ЧТО СДЕЛАТЬ:
1. Перескажи текст о Сергее Петрове в двух предложениях.
2. Повтори слово в слово отрывок из текста о Сергее Петрове: начни со слов «Тогда становление новой» и остановись после слов «во внутреннюю эмиграцию.».
3. Напиши, что могло бы идти дальше в тексте о Сергее Петрове после его последней строки.

Тогда становление новой - советской - культуры еще только начиналось. До конца себя не осознававшая и не устоявшаяся, она допускала существование параллельно с собой другой культуры - старой, дореволюционной, фактически чуждой ей по своей сути. Поэтому у поколения, родившегося незадолго до Октября, было два пути.
Либо отказаться от старой культуры и развиваться в рамках новой, либо продолжать традиции русской культуры Серебряного века, но под прикрытием вполне легальной деятельности: преподавательской, переводческой, научной, кинематографической или иной другой, уйдя во внутреннюю эмиграцию.
Последних оказалось меньшинство, но и они подвергались репрессиям, высылались в Сибирь и пропадали в лагерях и тюрьмах, но те, кто выжил и не сломался, возвращаются к нам, открываясь замечательными картинами, стихами, прозой и научными исследованиями:
В числе этого золотого меньшинства находился и Сергей Петров, поэтический язык которого если и не язык
Сергей Петров, как Хлебников и обэриуты изобретает новые слова, новые формы организации стиха и глубокие рифмы, использует в стихосложении музыкальные формы (симфонию, концерт, фугу, сюиту), а также фольклоризмы и славянизмы.
Все это есть в его поэзии, но кроме новых и устоявшихся поэтических форм есть у него и бесформенный верлибр, которым писал почти каждый год стихотворения, посвященные собственному дню рождения, случившемуся на Благовещение. Если собрать их вместе, то получится своеобразный «рождественский» цикл на собственное рождество.
Я родился в Благовещенье,
в час, когда ранняя обедня
шла по обедневшим ветвям берез,
шла по рукам разменной монетой ветра,
звякающей мелочью жизни,
обступившей с дарственными лицами
мой первородный крик.
(7 апреля 1934, на 23-й день рождения)
А через тридцать лет - уже почти подведение итогов, хотя поэт проживет еще четверть века и застанет перестройку (1988 г.)
Выползаю я потихоньку
на одну из своих дорог.
Если даже она оборвется,
буду я повторять упрямо:
я родился в Благовещенье.

ПЕРЕЧЕНЬ ПУНКТОВ:
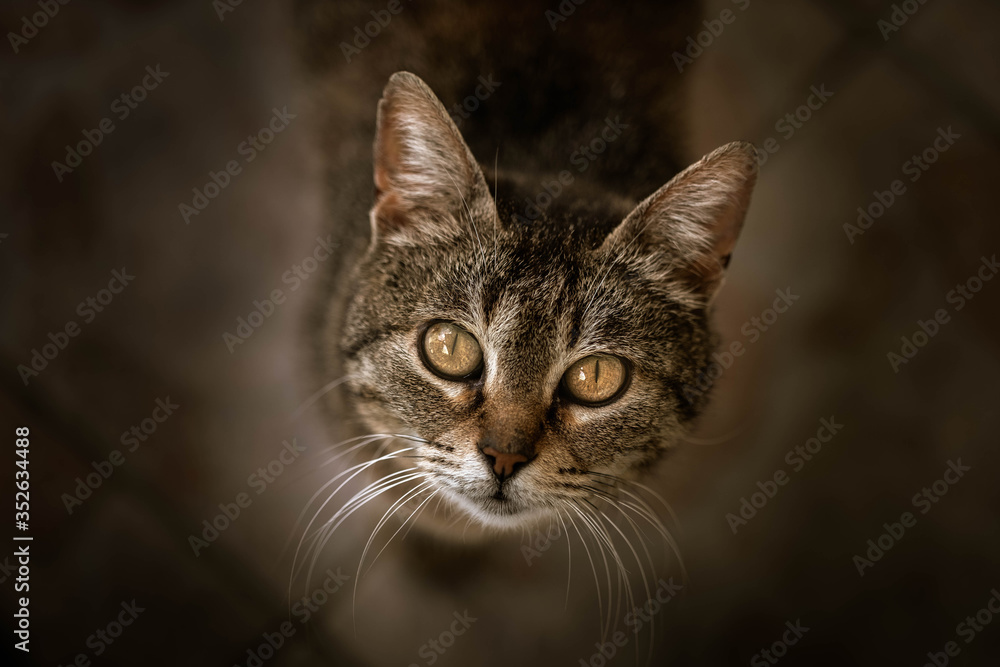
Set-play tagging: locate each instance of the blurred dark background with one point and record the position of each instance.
(160, 338)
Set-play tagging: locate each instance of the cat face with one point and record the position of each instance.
(534, 362)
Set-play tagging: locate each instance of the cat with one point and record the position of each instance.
(523, 303)
(529, 359)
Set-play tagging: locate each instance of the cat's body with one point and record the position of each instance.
(560, 256)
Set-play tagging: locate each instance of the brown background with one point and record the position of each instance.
(825, 357)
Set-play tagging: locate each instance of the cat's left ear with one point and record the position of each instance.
(685, 231)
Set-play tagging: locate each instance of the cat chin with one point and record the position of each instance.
(495, 515)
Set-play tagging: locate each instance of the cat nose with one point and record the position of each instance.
(504, 464)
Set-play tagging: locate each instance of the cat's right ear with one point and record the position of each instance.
(426, 179)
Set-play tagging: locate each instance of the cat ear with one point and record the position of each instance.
(426, 179)
(685, 231)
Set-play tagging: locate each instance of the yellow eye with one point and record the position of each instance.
(452, 352)
(595, 379)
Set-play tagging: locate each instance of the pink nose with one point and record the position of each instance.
(504, 463)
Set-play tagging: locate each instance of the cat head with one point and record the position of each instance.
(533, 361)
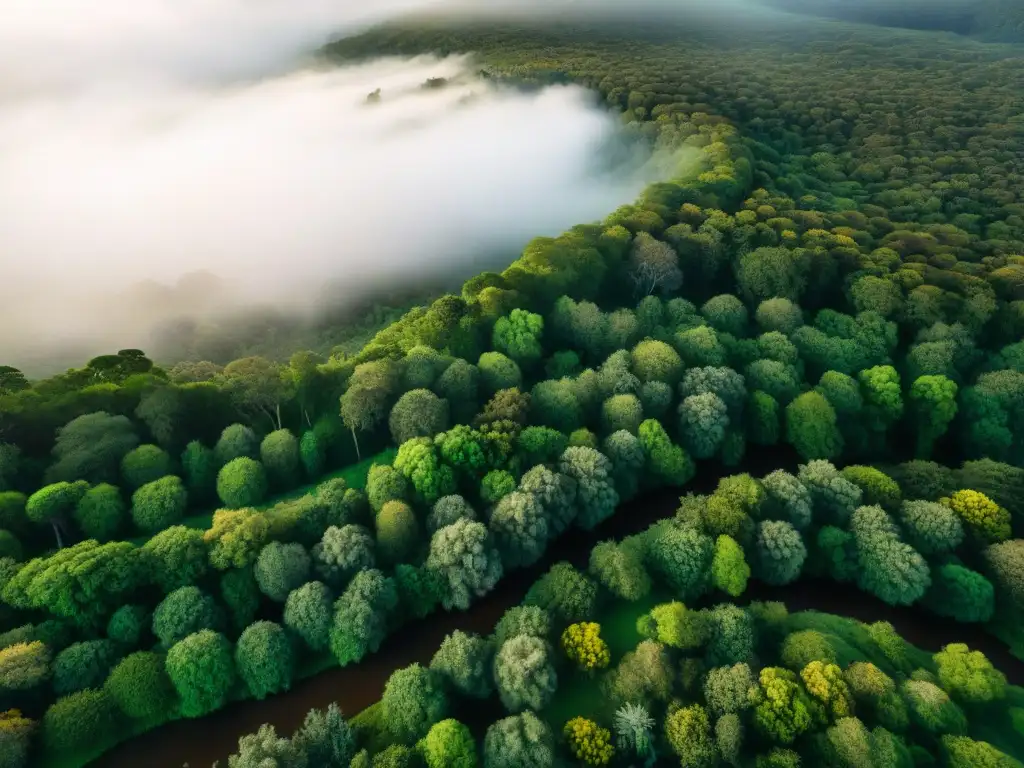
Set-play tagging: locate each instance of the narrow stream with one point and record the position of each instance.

ИТОГИ РАБОТЫ:
1. Поколение, родившееся незадолго до Октября, могло либо принять новую советскую культуру, либо уйти во внутреннюю эмиграцию и продолжать традиции Серебряного века; ко второму, меньшему кругу принадлежал и Сергей Петров. В его поэзии есть новые слова, музыкальные формы, фольклоризмы и славянизмы, а также верлибры, которые он почти каждый год писал ко дню своего рождения, пришедшемуся на Благовещение.

2.
Тогда становление новой - советской - культуры еще только начиналось. До конца себя не осознававшая и не устоявшаяся, она допускала существование параллельно с собой другой культуры - старой, дореволюционной, фактически чуждой ей по своей сути. Поэтому у поколения, родившегося незадолго до Октября, было два пути.
Либо отказаться от старой культуры и развиваться в рамках новой, либо продолжать традиции русской культуры Серебряного века, но под прикрытием вполне легальной деятельности: преподавательской, переводческой, научной, кинематографической или иной другой, уйдя во внутреннюю эмиграцию.

3.
(7 апреля 1964, на 53-й день рождения)
И еще через десять лет:
Я родился в Благовещенье.
Кипит моя старость ключом,
и не спит
былое.
Бурлит и хочет
забежать в будущее.
И я боюсь захлебнуться
в своем
шестидесятидвухлетнем
потоке
или расшибиться
о свои же подводные камни.
Я весь
как вспенившаяся борода.
И неужели опять начнутся
грустные явления Музы,
ибо я родился в Благовещенье.
(7 апреля 1973, на 62-й день рождения)
В это время, после трех лет тюрьмы и двадцати лет сибирской ссылки по доносам друзей и знакомых, Сергей Владимирович был похож на старичка-боровичка и совсем не похож на человека, писавшего стихи, хотя тогда уже был членом Союза писателей, в который его приняли за перевод датского романа.
А в своем кругу он славился блестящими переводами наиболее трудных западноевропейских поэтов, начиная со скальдов, которые, по мнению специалистов, практически также не переводимы на русский, как Хлебников - на любой другой, и кончая переводами со старопровансальского, за которые никто не брался.
Сергей Петров был человеком невероятно способным к языкам, полиглотом, владевшим двенадцатью языками, западноевропейскими и восточными - тибетским и санскритом. Вообще восток был ему всегда интересен и близок, да и внешне он похож на человека восточного и трудно не заметить его сходство с Николаем Рерихом.
Еще учась в Ленинграде, поэт посещал семинар по тибетологии, восхищаясь русской восточной школой, которую считал лучшей в мире, но, к сожалению, полностью уничтоженной. Но ни как поэт, ни как переводчик, Сергей Петров не вписывался в общий литературный процесс и в советскую школу переводов, считая, что переводить надо на русский язык, а не выхолащивать его в угоду усредненному переводческому жаргону. Вот, например, его перевод из "Часослова" Рильке – один из самых блестящих и непревзойденных.
Ударил час и меня задел,
прозрачной бронзой звеня.
Дрожу и вижу: теперь мой удел —
постигать изваяние дня.Ничто не росло, пока зренье, как плод,
не созрело во мне наконец.
Но взор завершился, и с каждым идет
желанная вещь под венец.Ничто мне не в малость. К величью возвесть
его моей кисти дано,
на золоте вывесть, — и чью-то, Бог весть,
душу исторгнет оно.
(Р.М.Рильке.Часослов. Пер. С.Петров)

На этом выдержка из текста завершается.